■ **WRITTEN PROBLEM**:
Arrange as a Markdown table with the columns "No." and "Line" the lines from the one containing "Identify the white" up to and including the one containing "Identify the sawn", numbering each row and omitting blank lines and pictures.

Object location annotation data

☆ ☆ ☆ ☆ ☆

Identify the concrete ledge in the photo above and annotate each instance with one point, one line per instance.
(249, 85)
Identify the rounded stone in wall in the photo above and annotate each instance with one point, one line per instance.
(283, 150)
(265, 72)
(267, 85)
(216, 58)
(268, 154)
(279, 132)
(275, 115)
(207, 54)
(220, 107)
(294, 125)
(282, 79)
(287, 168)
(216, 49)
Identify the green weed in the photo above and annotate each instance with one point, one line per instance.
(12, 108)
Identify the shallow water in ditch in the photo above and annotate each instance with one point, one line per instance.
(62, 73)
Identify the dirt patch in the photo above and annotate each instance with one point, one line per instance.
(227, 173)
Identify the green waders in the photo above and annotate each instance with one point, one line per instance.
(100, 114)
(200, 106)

☆ ☆ ☆ ☆ ☆

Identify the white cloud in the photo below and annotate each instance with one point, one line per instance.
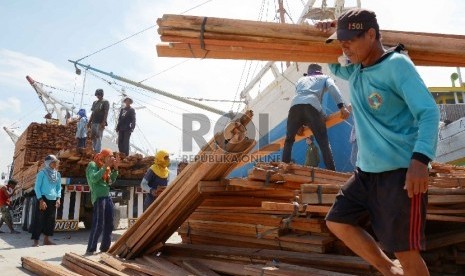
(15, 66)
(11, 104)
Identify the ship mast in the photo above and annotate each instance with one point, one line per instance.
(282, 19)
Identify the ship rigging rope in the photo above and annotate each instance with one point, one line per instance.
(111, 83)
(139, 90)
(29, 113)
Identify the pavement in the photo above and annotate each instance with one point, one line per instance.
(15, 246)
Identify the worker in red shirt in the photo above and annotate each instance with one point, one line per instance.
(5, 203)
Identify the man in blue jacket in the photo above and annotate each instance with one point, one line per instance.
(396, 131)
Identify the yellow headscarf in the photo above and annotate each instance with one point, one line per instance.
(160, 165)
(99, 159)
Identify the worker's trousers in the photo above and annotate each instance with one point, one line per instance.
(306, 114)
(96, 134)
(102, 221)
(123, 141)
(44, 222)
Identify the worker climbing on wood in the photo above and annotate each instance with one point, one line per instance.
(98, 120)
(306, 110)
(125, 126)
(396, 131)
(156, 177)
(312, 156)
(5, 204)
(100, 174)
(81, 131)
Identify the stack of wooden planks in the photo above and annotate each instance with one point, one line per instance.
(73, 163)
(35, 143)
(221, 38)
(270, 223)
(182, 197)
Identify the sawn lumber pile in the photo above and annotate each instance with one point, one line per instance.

☆ ☆ ☆ ☆ ☆

■ **FINAL RESULT**:
| No. | Line |
|---|---|
| 1 | Identify the white cloud in the photo below and annotate each instance with one point, one line per instance. |
| 2 | (15, 66) |
| 3 | (11, 104) |
| 4 | Identify the ship mast in the photo above and annotate each instance with one point, one line per instance. |
| 5 | (282, 19) |
| 6 | Identify the ship rigging rope in the photo above and annotate each instance with one point, one line per instance. |
| 7 | (111, 83) |
| 8 | (139, 90) |
| 9 | (29, 113) |
| 10 | Identify the pavement in the photo above and annotate each instance with one point, one line per instance. |
| 11 | (15, 246) |
| 12 | Identify the worker in red shirt in the photo above and annotate each instance with one point, one line per instance. |
| 13 | (5, 203) |
| 14 | Identify the man in blue jacket in the photo above and annotate each instance with one point, one line per instance. |
| 15 | (396, 131) |
| 16 | Identify the yellow headscarf in the photo above and annotate each instance with one point, one line per instance. |
| 17 | (160, 165) |
| 18 | (99, 159) |
| 19 | Identify the worker's trousers in the photo above and annotate each instance with one point, one line per instance. |
| 20 | (306, 114) |
| 21 | (96, 134) |
| 22 | (102, 221) |
| 23 | (123, 141) |
| 24 | (44, 222) |
| 25 | Identify the worker climbing on wood in the photo above and annotate each instance with one point, one line per instance. |
| 26 | (98, 120) |
| 27 | (306, 110) |
| 28 | (125, 126) |
| 29 | (396, 131) |
| 30 | (156, 177) |
| 31 | (312, 156) |
| 32 | (5, 204) |
| 33 | (100, 174) |
| 34 | (81, 131) |
| 35 | Identify the stack of wooden planks in the photo above and annotate each instance with one point, one line per instance. |
| 36 | (73, 163) |
| 37 | (35, 143) |
| 38 | (221, 38) |
| 39 | (270, 223) |
| 40 | (182, 197) |
| 41 | Identify the sawn lumber pile in the photo above and annotate each instance with one point, one line per instance. |